To be done -> Revise the data below so that each "Sample output" becomes "Example output", leaving every other part unchanged and omitting the pictures from your answer.

Supplied data ->
######

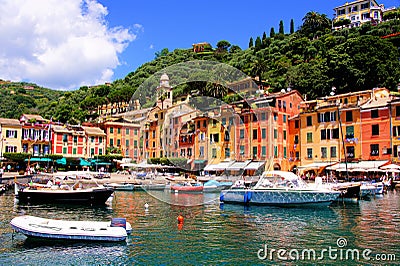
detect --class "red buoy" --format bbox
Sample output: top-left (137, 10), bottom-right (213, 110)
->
top-left (177, 215), bottom-right (183, 224)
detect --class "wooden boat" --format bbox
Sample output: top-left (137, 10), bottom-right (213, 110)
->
top-left (15, 182), bottom-right (114, 205)
top-left (171, 182), bottom-right (204, 193)
top-left (10, 215), bottom-right (132, 242)
top-left (104, 183), bottom-right (135, 191)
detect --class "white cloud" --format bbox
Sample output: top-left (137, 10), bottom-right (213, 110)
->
top-left (0, 0), bottom-right (138, 89)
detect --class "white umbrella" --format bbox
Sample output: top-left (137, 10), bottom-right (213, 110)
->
top-left (368, 168), bottom-right (385, 172)
top-left (381, 163), bottom-right (400, 170)
top-left (349, 168), bottom-right (366, 172)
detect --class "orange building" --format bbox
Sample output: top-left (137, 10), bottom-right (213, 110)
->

######

Solution to this exercise ->
detect --class "red buoy" --format bbox
Example output: top-left (137, 10), bottom-right (213, 110)
->
top-left (177, 215), bottom-right (183, 224)
detect --class "wooden boat" --format bbox
Example output: top-left (137, 10), bottom-right (213, 110)
->
top-left (15, 182), bottom-right (114, 205)
top-left (171, 182), bottom-right (204, 193)
top-left (10, 215), bottom-right (132, 242)
top-left (104, 183), bottom-right (135, 191)
detect --class "white cloud" --format bbox
Example output: top-left (137, 10), bottom-right (213, 110)
->
top-left (0, 0), bottom-right (138, 89)
detect --class "white umbrella" --format bbox
Example output: top-left (137, 10), bottom-right (213, 110)
->
top-left (368, 168), bottom-right (385, 172)
top-left (381, 163), bottom-right (400, 170)
top-left (349, 168), bottom-right (366, 172)
detect --class "orange building" --format bbox
Example output: top-left (137, 10), bottom-right (213, 110)
->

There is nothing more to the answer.